CONSIGNE - Poursuivez l'article sur George W. Bush face aux élections de la mi-mandat du 7 novembre en reprenant après sa dernière phrase.

------ TEXTE FOURNI ------

Bush sur le fil du rasoir

Empêtré dans le bourbier irakien, le président pourrait être sérieusement mis en difficulté lors des élections de la mi-mandat, le 7 novembre.

Publié le 1 octobre 2006 Lecture : 5 minutes.

Une échéance redoutable se profile dans un proche avenir pour le président George W. Bush. Le 7 novembre, dans un peu plus d’un mois, les élections de la mi-mandat au Congrès vont soit conforter, soit fortement limiter son pouvoir. Leur résultat est donc d’une grande importance, non seulement pour les États-Unis eux-mêmes, mais pour une grande partie du monde.
Si les démocrates prennent le contrôle du Sénat ou de la Chambre des représentants, ou peut-être des deux, Bush pourrait se trouver en position de faiblesse. Si les républicains gardent la majorité dans les deux Assemblées, il se sentira autorisé à poursuivre sa « guerre mondiale contre le terrorisme », et en particulier sa guerre en Irak. Or l’opinion publique américaine n’en veut plus et les démocrates en font le thème principal de leur campagne.
Pour les contrer, l’argument de Bush est qu’il faut gagner la guerre en Irak, à n’importe quel prix, pour mettre l’Amérique à l’abri du terrorisme. Presque au même moment, ce point de vue était défendu avec conviction par Tony Blair, le fidèle allié britannique de Bush, à la conférence du Parti travailliste de Manchester, où il faisait son discours d’adieu.
Bush et Blair ont-ils raison, ou se trompent-ils sur toute la ligne ? C’est le débat qui fait rage aujourd’hui des deux côtés de l’Atlantique. La guerre en Irak a-t-elle amélioré la sécurité de l’Amérique et de la Grande-Bretagne, ou leur fait-elle courir un plus grand risque d’attentat terroriste ?

Au grand dam de Bush, un National Intelligence Estimate – un rapport des services de renseignements transmis à la presse par une fuite, puis déclassifié – considère que la guerre en Irak a dans l’ensemble aggravé la menace terroriste. Loin de reculer, l’extrémisme islamiste s’est répandu sur la planète. Sous le titre « Tendances du terrorisme mondial : implications pour les États-Unis », ce document reflète le consensus auquel sont arrivées les seize agences de renseignements des États-Unis. C’est un rapport que Bush ne peut pas faire mine d’ignorer. Il va sans dire que les démocrates vont l’exploiter au maximum. La guerre contre « l’extrémisme islamiste » est-elle une guerre défensive nécessaire et légitime menée par l’Occident contre un ennemi fanatique et sans pitié, ou bien est-elle une gigantesque erreur stratégique qui suscite davantage de terrorisme qu’elle n’en élimine ?

------ DONNÉES FOURNIES ------

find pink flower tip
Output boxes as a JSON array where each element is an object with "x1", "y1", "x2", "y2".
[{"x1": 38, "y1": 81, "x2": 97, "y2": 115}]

------

RÉPONSE FINALE -
Si Bush et Blair ont raison, alors l’Occident doit bien évidemment se défendre et faire les sacrifices nécessaires. Mais s’ils ont tort, si les États-Unis et la Grande-Bretagne sont aujourd’hui moins en sécurité qu’avant, alors pourquoi la guerre ? Ne devrait-on pas y mettre fin le plus tôt possible ? Il faut rappeler ici que la guerre d’Irak, lancée en 2003, a été très largement l’invention des néoconservateurs pro-israéliens de Washington et, plus particulièrement, de quelques hommes qui s’étaient ménagé des positions de grande influence au Pentagone, au Conseil de sécurité nationale et au cabinet du vice-président Dick Cheney. Un « néocon » très en vue, Paul Wolfowitz, alors secrétaire adjoint à la Défense, aujourd’hui président de la Banque mondiale, est généralement considéré comme le principal architecte de la guerre d’Irak. Moins de vingt-quatre heures après les attentats du 11 septembre 2001, il pressait les États-Unis d’attaquer l’Irak plutôt que l’Afghanistan, où Oussama Ben Laden avait trouvé refuge. Wolfowitz et ses amis néocons plaidaient, en fait, pour une attaque contre l’Irak depuis des années.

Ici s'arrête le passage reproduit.